### DATA EXCERPTS

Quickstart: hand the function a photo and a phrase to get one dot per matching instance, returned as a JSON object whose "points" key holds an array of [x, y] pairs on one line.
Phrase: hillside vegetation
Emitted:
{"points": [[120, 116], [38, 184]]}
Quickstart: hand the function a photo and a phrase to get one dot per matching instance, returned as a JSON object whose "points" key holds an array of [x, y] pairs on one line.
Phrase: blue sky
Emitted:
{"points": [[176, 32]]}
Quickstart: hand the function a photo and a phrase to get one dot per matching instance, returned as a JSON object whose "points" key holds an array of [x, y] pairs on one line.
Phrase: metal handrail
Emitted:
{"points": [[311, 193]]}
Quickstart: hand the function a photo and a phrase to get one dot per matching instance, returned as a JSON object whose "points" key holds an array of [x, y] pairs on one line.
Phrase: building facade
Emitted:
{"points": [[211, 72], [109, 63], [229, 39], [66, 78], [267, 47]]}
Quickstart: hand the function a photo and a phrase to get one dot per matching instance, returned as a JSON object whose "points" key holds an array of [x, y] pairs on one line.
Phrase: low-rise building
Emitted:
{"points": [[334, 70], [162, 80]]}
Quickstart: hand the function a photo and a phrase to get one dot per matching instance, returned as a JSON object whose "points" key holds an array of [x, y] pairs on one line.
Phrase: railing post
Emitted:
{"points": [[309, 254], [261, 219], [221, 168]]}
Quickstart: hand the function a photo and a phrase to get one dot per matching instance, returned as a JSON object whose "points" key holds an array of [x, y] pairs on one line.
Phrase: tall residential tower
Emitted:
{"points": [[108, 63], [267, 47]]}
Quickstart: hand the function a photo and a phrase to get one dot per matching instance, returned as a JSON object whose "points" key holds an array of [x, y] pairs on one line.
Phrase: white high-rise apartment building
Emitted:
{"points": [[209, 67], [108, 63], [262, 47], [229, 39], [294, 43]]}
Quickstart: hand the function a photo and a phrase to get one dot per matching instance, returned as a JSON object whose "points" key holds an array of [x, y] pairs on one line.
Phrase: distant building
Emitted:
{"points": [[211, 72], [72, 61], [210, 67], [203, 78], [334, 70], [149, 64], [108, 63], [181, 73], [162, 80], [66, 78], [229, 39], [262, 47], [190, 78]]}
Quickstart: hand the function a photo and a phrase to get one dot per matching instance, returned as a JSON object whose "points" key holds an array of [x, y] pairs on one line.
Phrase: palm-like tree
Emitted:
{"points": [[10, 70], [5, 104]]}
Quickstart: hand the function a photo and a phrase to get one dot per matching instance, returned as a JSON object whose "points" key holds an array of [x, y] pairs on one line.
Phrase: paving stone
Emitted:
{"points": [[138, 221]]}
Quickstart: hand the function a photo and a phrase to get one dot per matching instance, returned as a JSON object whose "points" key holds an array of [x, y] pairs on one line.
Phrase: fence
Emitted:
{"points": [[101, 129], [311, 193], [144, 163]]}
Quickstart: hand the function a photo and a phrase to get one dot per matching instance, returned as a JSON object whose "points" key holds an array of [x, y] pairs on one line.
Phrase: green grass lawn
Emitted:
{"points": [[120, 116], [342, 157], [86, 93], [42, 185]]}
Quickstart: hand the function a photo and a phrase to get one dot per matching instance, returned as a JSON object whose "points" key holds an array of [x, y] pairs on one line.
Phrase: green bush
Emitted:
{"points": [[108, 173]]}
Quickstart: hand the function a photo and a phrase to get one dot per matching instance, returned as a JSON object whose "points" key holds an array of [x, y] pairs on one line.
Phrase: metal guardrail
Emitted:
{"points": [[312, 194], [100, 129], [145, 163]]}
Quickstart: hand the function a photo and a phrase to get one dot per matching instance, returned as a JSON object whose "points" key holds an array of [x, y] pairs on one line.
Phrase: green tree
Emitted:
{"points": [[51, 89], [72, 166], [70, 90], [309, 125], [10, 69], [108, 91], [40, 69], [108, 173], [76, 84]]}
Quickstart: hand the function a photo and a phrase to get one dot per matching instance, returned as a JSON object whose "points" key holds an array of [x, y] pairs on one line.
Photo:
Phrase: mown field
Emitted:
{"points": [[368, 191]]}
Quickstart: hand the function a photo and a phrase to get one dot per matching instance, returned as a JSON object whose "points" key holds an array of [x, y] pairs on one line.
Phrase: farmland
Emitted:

######

◆ THE PROBLEM ◆
Pull out every line of the records that contains the string "rise". Matching is case-sensitive.

◆ TASK RESPONSE ◆
Phrase: low-rise building
Phrase: white high-rise apartment building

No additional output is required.